(Saved entries)
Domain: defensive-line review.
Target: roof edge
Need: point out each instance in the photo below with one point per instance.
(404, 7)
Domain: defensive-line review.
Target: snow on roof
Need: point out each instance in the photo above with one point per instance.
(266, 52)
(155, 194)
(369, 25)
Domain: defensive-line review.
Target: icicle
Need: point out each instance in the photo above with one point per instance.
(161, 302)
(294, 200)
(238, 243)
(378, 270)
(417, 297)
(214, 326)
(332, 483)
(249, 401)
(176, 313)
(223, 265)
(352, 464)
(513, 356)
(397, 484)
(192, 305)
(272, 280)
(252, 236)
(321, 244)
---
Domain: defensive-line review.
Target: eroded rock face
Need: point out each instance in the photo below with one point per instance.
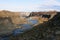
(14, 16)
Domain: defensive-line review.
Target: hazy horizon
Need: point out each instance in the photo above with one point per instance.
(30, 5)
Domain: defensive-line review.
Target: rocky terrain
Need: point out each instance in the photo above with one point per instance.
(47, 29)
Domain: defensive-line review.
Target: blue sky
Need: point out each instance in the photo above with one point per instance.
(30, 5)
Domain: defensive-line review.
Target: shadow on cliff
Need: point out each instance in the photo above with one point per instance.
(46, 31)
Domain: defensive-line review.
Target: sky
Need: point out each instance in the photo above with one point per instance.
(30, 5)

» Required action
Whenever a line of the data holds the string "Target", pick that line out.

» Solution to the exercise
Target: roof edge
Target: snow on roof
Target: icicle
Target: eroded rock face
Target: hazy horizon
Target: rocky terrain
Target: blue sky
Target: shadow on cliff
Target: sky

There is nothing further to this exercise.